## Listed records

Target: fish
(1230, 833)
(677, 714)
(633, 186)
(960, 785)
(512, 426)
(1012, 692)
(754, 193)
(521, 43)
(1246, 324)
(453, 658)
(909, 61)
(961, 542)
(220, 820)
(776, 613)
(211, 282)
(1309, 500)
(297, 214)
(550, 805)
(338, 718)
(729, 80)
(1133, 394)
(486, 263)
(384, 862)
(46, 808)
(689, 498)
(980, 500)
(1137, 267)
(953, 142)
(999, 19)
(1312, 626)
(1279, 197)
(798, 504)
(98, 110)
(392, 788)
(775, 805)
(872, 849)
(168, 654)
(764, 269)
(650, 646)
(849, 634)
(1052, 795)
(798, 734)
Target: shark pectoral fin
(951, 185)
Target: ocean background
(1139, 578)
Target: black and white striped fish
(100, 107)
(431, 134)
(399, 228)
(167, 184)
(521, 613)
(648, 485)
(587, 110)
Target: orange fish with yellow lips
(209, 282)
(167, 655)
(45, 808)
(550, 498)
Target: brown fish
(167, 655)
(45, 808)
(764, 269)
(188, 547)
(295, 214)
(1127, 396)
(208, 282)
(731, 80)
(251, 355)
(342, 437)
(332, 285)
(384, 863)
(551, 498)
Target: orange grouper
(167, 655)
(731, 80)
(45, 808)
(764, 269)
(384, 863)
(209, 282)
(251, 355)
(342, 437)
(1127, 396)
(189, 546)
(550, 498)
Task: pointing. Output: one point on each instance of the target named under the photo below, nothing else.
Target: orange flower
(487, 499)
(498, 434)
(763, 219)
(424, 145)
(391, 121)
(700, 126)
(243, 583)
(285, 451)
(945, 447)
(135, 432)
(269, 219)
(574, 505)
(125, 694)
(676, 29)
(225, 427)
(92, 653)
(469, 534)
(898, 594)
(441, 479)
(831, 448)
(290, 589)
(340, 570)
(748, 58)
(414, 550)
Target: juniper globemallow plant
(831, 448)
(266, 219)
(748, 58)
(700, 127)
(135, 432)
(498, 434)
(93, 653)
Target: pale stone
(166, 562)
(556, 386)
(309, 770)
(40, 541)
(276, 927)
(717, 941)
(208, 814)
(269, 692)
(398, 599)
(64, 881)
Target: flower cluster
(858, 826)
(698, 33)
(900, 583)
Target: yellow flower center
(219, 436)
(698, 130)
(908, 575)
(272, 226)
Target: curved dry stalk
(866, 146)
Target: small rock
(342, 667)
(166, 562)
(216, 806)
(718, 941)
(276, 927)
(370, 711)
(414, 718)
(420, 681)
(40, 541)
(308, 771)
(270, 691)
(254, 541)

## Your goal
Output exactly the lines above, from the one holding "Task: pointing. Output: one" through the end of the data, including the first and last.

## Output for this exercise
Task: pointing. Output: one point on each instance of the target named under the photo below, nothing else.
Target: orange flower
(487, 499)
(498, 434)
(763, 219)
(424, 145)
(391, 121)
(700, 126)
(243, 583)
(285, 451)
(945, 447)
(135, 432)
(269, 219)
(574, 505)
(125, 694)
(676, 29)
(225, 427)
(92, 653)
(469, 534)
(898, 594)
(441, 479)
(831, 448)
(290, 589)
(340, 570)
(748, 58)
(414, 550)
Target: juniper globemallow plant
(831, 448)
(266, 219)
(748, 58)
(700, 127)
(135, 432)
(498, 434)
(93, 653)
Target: pale stone
(166, 562)
(556, 386)
(309, 770)
(40, 541)
(276, 927)
(717, 941)
(208, 814)
(269, 692)
(398, 599)
(64, 881)
Target: flower cluster
(858, 826)
(698, 33)
(900, 583)
Target: yellow flower center
(219, 436)
(698, 130)
(908, 575)
(272, 226)
Target: curved dry stalk
(866, 146)
Target: small rock
(342, 667)
(166, 562)
(216, 806)
(718, 941)
(276, 927)
(370, 711)
(414, 718)
(420, 681)
(40, 541)
(308, 771)
(270, 691)
(254, 541)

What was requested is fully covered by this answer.